_Given task_. The entire listing is to be repeated verbatim.

+++ Dataset records +++

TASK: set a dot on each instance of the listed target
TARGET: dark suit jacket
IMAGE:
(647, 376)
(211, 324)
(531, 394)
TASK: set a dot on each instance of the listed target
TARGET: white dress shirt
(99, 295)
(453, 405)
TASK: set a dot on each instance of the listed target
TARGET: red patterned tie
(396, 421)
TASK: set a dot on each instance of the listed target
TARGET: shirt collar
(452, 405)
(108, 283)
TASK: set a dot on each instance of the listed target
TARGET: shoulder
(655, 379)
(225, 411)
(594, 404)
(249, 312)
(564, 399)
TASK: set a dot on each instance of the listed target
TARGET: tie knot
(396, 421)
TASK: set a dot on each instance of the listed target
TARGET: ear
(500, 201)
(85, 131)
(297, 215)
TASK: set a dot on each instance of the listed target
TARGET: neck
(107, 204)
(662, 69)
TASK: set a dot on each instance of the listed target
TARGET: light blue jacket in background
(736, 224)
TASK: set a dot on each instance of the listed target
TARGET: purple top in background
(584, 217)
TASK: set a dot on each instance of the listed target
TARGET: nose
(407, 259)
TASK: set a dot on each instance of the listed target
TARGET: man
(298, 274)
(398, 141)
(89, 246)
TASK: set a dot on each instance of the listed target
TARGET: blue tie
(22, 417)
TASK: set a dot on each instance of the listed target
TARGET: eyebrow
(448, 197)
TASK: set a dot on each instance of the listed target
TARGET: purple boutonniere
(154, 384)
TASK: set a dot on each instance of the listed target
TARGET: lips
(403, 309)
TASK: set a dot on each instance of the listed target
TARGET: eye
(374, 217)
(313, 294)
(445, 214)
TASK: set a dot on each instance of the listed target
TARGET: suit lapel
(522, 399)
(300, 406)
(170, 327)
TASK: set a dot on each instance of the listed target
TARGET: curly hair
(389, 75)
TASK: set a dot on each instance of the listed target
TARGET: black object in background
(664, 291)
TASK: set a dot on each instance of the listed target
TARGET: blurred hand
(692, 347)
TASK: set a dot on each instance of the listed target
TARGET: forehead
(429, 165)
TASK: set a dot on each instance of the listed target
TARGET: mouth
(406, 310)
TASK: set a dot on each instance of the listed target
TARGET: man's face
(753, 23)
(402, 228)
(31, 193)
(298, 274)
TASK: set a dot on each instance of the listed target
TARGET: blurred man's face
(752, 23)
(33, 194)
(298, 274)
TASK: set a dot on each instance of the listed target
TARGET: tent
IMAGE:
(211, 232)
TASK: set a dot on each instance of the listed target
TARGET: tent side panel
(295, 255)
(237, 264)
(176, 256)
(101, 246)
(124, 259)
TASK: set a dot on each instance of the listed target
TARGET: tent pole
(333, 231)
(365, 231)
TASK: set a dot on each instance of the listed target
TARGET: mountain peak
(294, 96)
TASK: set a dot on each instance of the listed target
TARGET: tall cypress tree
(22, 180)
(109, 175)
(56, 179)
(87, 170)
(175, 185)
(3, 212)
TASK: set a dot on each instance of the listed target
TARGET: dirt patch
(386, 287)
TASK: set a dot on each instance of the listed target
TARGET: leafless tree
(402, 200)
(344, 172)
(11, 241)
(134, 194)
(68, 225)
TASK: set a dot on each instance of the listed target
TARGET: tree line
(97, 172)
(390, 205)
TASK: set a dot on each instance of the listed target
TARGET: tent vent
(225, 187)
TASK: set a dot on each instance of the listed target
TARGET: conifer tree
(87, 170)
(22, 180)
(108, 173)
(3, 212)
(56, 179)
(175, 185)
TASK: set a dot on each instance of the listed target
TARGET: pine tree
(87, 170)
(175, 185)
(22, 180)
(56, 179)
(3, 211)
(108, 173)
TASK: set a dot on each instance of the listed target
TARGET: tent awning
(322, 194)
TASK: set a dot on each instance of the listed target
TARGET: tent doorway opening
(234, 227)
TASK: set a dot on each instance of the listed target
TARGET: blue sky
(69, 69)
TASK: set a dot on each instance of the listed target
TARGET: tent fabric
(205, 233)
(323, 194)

+++

_Finished task_.
TASK: set a dot on each instance of the listed target
TARGET: dark suit jacket
IMAGE:
(647, 376)
(211, 324)
(531, 394)
TASK: set a dot on each instance of the listed target
TARGET: white dress shirt
(99, 295)
(453, 405)
TASK: set a dot on each instance of the listed target
TARGET: red patterned tie
(396, 421)
TASK: set a dot on each instance of the listed target
TARGET: shirt collar
(452, 405)
(108, 283)
TASK: set a dot on each instance of the listed target
TARGET: shoulder
(655, 379)
(225, 411)
(594, 404)
(249, 312)
(564, 399)
TASK: set a dot on each instance of the listed target
TARGET: tie knot
(396, 421)
TASK: set a dot on each instance of the listed target
TARGET: ear
(500, 201)
(85, 131)
(297, 215)
TASK: set a dot on each instance of the listed target
TARGET: neck
(107, 204)
(662, 69)
TASK: set a dot on each instance of the listed target
TARGET: light blue jacket in background
(736, 224)
TASK: set a dot on each instance of the listed target
TARGET: purple top in background
(584, 217)
TASK: set a dot on each instance of the listed target
TARGET: nose
(407, 259)
TASK: set a dot on each instance of the listed target
TARGET: man
(298, 274)
(398, 141)
(89, 246)
TASK: set a dot on each instance of the listed target
TARGET: blue tie
(22, 417)
TASK: set a dot on each instance of the listed target
TARGET: eyebrow
(448, 197)
TASK: set a dot on each instance of the listed target
TARGET: purple boutonniere
(154, 384)
TASK: set a dot on each instance of the listed target
TARGET: lips
(403, 309)
TASK: set a dot on each instance of the listed target
TARGET: eye
(374, 217)
(313, 294)
(445, 214)
TASK: set a dot on each instance of the listed target
TARGET: suit lapel
(522, 399)
(300, 406)
(170, 327)
TASK: set a dot on each instance of the listed target
TARGET: curly hair
(389, 75)
TASK: set a dot on each instance of the listed target
TARGET: black object in background
(664, 291)
TASK: set a dot on each instance of the listed target
TARGET: blurred hand
(692, 347)
TASK: set a dot on each instance of the listed target
TARGET: forehead
(429, 165)
TASK: set a dot on each instance of the listed target
TARGET: mouth
(406, 310)
TASK: set a dot on each instance of the listed target
TARGET: man's face
(753, 23)
(402, 228)
(31, 193)
(298, 274)
TASK: set a dot on each instance of the listed target
TARGET: blurred man's face
(752, 23)
(33, 194)
(298, 274)
TASK: set a dot on each instance of the listed target
TARGET: tent
IMAGE:
(211, 232)
TASK: set a dot on each instance of the listed target
TARGET: tent side panel
(295, 255)
(237, 264)
(176, 256)
(101, 246)
(124, 259)
TASK: set a dot on each instance of the listed target
TARGET: tent pole
(333, 231)
(365, 231)
TASK: set a dot on each instance of the listed target
TARGET: mountain peak
(294, 96)
TASK: set a dot on each instance of the listed target
TARGET: tall cypress tree
(22, 180)
(109, 175)
(56, 179)
(87, 170)
(175, 185)
(3, 212)
TASK: set a dot on each instance of the listed target
TARGET: dirt patch
(386, 287)
TASK: set a dot on each instance of the listed target
TARGET: leafless tree
(402, 200)
(344, 172)
(11, 241)
(134, 194)
(68, 225)
TASK: set a dot on each instance of the listed target
TARGET: tree line
(97, 172)
(390, 205)
TASK: set a dot on each instance of the listed target
TARGET: tent vent
(225, 187)
TASK: set a dot on each instance of the listed target
TARGET: conifer tree
(87, 170)
(22, 180)
(108, 173)
(3, 212)
(56, 179)
(175, 185)
TASK: set a dot on each instance of the listed target
TARGET: pine tree
(87, 170)
(175, 185)
(22, 180)
(56, 179)
(3, 211)
(108, 173)
TASK: set a dot on each instance of the listed target
TARGET: tent awning
(322, 194)
TASK: set a dot on each instance of the listed target
TARGET: tent doorway opening
(234, 227)
TASK: set a dot on each instance of the listed target
TARGET: blue sky
(69, 69)
TASK: set a dot on each instance of the listed target
TARGET: tent fabric
(205, 233)
(323, 194)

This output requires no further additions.